**Kutipan terpilih**
Wednesday, January 5, 2011

Girilaya : Serba-serbi Batik

Catatan perjalanan Agustus 2007 – Juli 2008

Booming batik akhir-akhir ini begitu luar biasa. Di setiap sudut, di segala waktu, batik telah menjadi pakaian wajib yang dikenakan. Aneka gaya, model dan motif yang ditawarkan menjadikan batik terasa nyaman dipakai. Padahal dahulu batik identik dengan kesan formal, kuno dan berkesan orang tua. Kini batik bisa dipakai mulai dari balita hingga orang tua, laki-laki atau perempuan tidak sungkan lagi mengenakan batik baik untuk acara formal maupun informal (sekedar jalan-jalan dsb). Namun setelah masa booming itu berlalu, kini pemakaian batik dalam keseharian mulai terlihat berkurang…ya betul…selera masyarakat memang ditentukan oleh waktu…hanya mereka yang setia pada batik sajalah yang tetap memakai batik tanpa terikat waktu dan tempat.
Saya sendiri dahulu tidak tahu betul tentang batik. Setahu saya, dipasar Beringharjo, Yogyakarta, dijual batik mulai harga Rp 10.000 hingga kisaran ratusan ribu rupiah. Dalam benak saya, semua yang djual di pasar beringharjo adalah batik yang kata orang adalah kain khas/tradisional dan wajib serta harus dilestarikan. Tapi ternyata tidak semua batik adalah batik..nah lho……
Berinteraksi dengan para pembatik di dusun Girilaya hampir selama satu tahun lamanya bersama Jogja Heritage Society dan AIP merupakan pengalaman yang luar bisa. Kesederhanaan pola pikir, keterbukaan dan keramahan masyarakat Girilaya merupakan pembelajaran hidup yang tidak akan terlupakan.

**Cuplikan data**
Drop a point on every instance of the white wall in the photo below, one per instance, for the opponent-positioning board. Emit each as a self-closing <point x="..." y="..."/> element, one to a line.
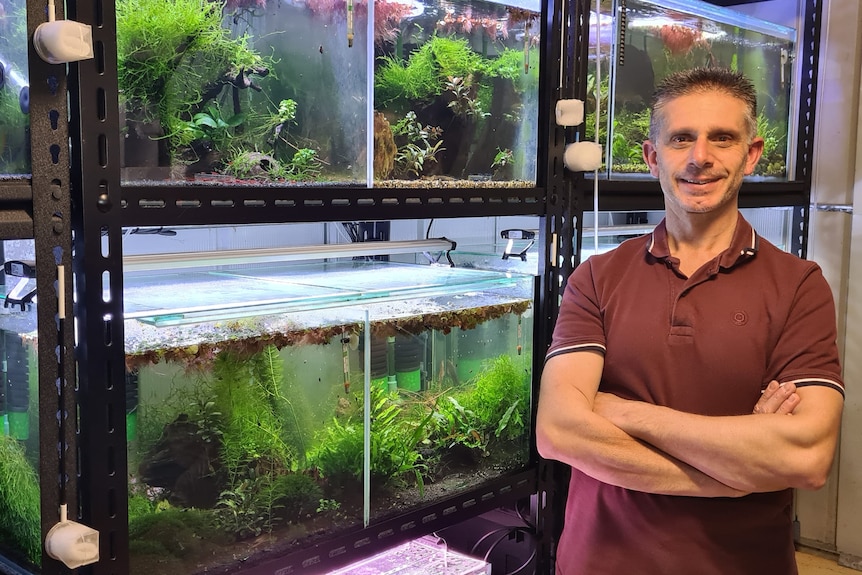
<point x="832" y="518"/>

**Permintaan**
Berikan bagian teks tentang batik di atas tanpa perubahan, mulai dari "Saya sendiri dahulu" dan terus sampai "tidak akan terlupakan.".

**Jawaban**
Saya sendiri dahulu tidak tahu betul tentang batik. Setahu saya, dipasar Beringharjo, Yogyakarta, dijual batik mulai harga Rp 10.000 hingga kisaran ratusan ribu rupiah. Dalam benak saya, semua yang djual di pasar beringharjo adalah batik yang kata orang adalah kain khas/tradisional dan wajib serta harus dilestarikan. Tapi ternyata tidak semua batik adalah batik..nah lho……
Berinteraksi dengan para pembatik di dusun Girilaya hampir selama satu tahun lamanya bersama Jogja Heritage Society dan AIP merupakan pengalaman yang luar bisa. Kesederhanaan pola pikir, keterbukaan dan keramahan masyarakat Girilaya merupakan pembelajaran hidup yang tidak akan terlupakan.